Swap "identify" for "locate" throughout the material below, keeping every other character unchanged. Leave the pictures out of your answer.

Object point labels
++++++++++

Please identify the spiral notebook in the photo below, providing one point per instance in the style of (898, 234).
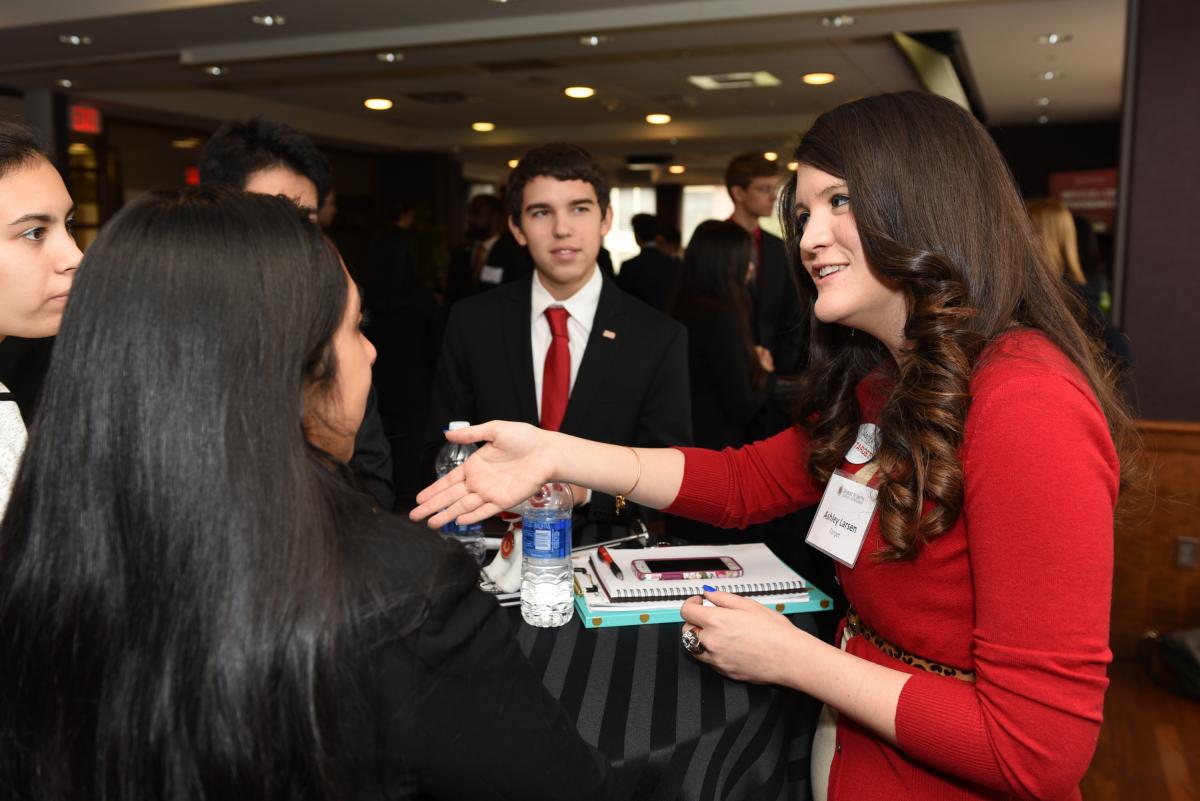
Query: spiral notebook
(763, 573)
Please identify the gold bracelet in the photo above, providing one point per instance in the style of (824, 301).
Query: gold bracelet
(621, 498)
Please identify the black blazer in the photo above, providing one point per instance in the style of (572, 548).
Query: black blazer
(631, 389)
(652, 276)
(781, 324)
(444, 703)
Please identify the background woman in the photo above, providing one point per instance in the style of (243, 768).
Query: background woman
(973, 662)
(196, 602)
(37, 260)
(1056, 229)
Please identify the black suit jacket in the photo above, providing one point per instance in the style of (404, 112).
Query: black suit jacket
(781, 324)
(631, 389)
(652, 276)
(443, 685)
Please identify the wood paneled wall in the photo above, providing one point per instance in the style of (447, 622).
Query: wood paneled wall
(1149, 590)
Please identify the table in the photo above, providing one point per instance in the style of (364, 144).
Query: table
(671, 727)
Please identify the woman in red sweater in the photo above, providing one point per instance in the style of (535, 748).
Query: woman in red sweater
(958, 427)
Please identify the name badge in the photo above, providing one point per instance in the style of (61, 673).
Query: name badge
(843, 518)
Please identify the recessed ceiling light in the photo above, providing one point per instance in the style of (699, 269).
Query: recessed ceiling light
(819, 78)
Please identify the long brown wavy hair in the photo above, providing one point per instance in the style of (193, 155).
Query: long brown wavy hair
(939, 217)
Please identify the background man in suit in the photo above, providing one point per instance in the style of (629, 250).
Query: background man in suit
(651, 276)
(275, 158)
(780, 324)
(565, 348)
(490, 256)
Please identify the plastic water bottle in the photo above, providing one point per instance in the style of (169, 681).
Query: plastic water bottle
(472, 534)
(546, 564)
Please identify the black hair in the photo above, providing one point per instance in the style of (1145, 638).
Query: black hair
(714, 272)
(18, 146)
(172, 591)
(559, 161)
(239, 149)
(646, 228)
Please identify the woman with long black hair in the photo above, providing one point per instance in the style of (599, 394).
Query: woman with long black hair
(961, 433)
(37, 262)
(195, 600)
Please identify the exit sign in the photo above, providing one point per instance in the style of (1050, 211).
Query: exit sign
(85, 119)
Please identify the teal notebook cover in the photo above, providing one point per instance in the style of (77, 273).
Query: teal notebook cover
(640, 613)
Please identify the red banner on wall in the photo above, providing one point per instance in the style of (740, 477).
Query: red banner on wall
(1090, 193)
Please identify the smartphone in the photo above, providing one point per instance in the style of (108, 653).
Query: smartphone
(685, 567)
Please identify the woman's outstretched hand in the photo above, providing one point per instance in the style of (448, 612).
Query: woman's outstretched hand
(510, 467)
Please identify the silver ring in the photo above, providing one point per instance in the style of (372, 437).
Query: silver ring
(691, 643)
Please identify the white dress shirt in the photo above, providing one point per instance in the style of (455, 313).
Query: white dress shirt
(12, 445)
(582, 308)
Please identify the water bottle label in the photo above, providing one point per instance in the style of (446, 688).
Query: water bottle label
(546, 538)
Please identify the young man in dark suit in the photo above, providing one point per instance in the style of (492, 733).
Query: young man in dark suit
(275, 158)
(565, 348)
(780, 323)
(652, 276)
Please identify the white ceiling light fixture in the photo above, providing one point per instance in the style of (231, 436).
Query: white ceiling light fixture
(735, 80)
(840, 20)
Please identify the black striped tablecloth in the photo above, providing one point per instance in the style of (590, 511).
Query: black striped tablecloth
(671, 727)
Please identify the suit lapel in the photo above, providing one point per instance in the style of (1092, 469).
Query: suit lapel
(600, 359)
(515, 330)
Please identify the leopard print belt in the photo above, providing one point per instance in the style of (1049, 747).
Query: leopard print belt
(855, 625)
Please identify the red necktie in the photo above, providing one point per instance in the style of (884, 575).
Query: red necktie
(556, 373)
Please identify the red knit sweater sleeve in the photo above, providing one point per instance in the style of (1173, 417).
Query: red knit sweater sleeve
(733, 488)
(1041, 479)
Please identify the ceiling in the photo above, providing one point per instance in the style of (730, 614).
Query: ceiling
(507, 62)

++++++++++

### Result of this task:
Please locate the spiral notebook in the photo below, providing one point per instance in the style of (898, 234).
Query: spiral notebook
(763, 573)
Please locate the gold bracelet in the photo above, providing one point per instance in the style of (824, 301).
Query: gold bracelet
(621, 498)
Please locate the black blazer in the photo above, providing one point per instance in the style of (572, 548).
Query: black blazer
(631, 389)
(652, 276)
(781, 324)
(444, 703)
Please locate the background woman in the photo above, providing one point per instance in the style of (243, 768).
Query: background woman
(973, 662)
(196, 602)
(37, 260)
(1056, 229)
Please locate the black suit jacket in the photo above, providing one point per instance in the style of (404, 112).
Query: black suit jacket
(781, 324)
(631, 389)
(652, 276)
(443, 685)
Please locate the wood paneled wall in the photo above, providing one point per instance in the style of (447, 622).
Query: wood paneled wall
(1149, 590)
Please locate the table in the photo above, providing one point per instance in the style of (364, 144).
Query: table
(671, 727)
Please locate the woman in red sweater in the photo above, providing one point per instance in the style of (535, 748).
Query: woman in red sweater
(958, 427)
Please locate the name badge in the photo above, providing one point per instance in the style of (61, 673).
Query: name badge
(843, 518)
Please locate the recessed ceiling light in the photo above, providing one point per instance in the style of (699, 269).
Query: recessed ceiling light
(819, 78)
Please locate the long brown wavy hair in the photo above, providing one point per instance in the style of (193, 155).
Query: long brown wavy hair
(939, 217)
Please locate the background man in suit in the photo above, providing one point per instance in the style of (629, 250).
Query: background man in suit
(651, 276)
(275, 158)
(780, 324)
(565, 348)
(490, 256)
Please locate the plastic water bottle in the photo above, providing one point per instance in the style of (169, 681).
Query: plastic water bottle
(472, 534)
(546, 564)
Please locate the black hair in the photo above, providing one point per instance in the style of (1145, 638).
Query: black hair
(714, 272)
(18, 146)
(172, 591)
(559, 161)
(239, 149)
(646, 228)
Please locate the woman with long black hair in the photo above, providing one point per instance in the style of (599, 394).
Query: woman with long black hair
(961, 433)
(37, 262)
(195, 600)
Please locate the exit sign in the photo above, providing one point per instance in the style of (1050, 211).
Query: exit sign
(85, 119)
Please locate the teal notebook cover in the photo above, providing one point per instance in the style of (77, 273).
Query: teal notebook cover
(640, 613)
Please locate the red banner on wall in the photo above, providing one point per instance in the style of (740, 477).
Query: red banner on wall
(1090, 193)
Please locate the smartphone in the photo above, providing one point per instance in the style of (108, 653).
Query: smartphone
(685, 567)
Please locate the woman's outstretched hand in the photo above, providing one point per instance in the style of (448, 612).
Query: woman's outstretched hand
(510, 467)
Please locate the silver ring in the photo above, providing one point per instance in the style of (372, 437).
Query: silver ring
(691, 643)
Please locate the white dress shirt in the photo above, providing one point per instance in the style of (455, 313).
Query: white dress shirt
(12, 445)
(582, 308)
Please locate the water bottle label in the photo above, providing one point per instance in the style of (446, 688).
Query: water bottle label
(546, 538)
Please locate the young man in dark suit in the photo above, providing one point per instance in the style of (492, 733).
Query: young man in dark suit
(275, 158)
(565, 348)
(780, 323)
(652, 276)
Please locate the white ceiling light fixture in the photo above, providing one point per instance in the style of (231, 436).
Query: white ceiling light fixture
(735, 80)
(840, 20)
Please locate the black striped tablecloth in the photo above, providing one point per instance in the style of (590, 511).
Query: black striped tablecloth
(671, 727)
Please locate the suit lapel in the photo above, providing one point per instance in the style of (1092, 469).
Query: suit lapel
(600, 359)
(515, 330)
Please locate the leopard print belt in the photo above, providing one point per instance in the style of (1049, 747).
Query: leopard print belt
(855, 625)
Please locate the red necktie in the photo above, providing one point per instance in the style of (884, 575).
Query: red necktie
(556, 373)
Please locate the red knit sweater sleeve in the photo above, providing one point per instance in the style of (1173, 417).
Query: red knit sweater sleeve
(733, 488)
(1041, 479)
Please locate the ceiling in the photo above, providing one point per instance in the style of (730, 614).
Query: ceiling
(507, 62)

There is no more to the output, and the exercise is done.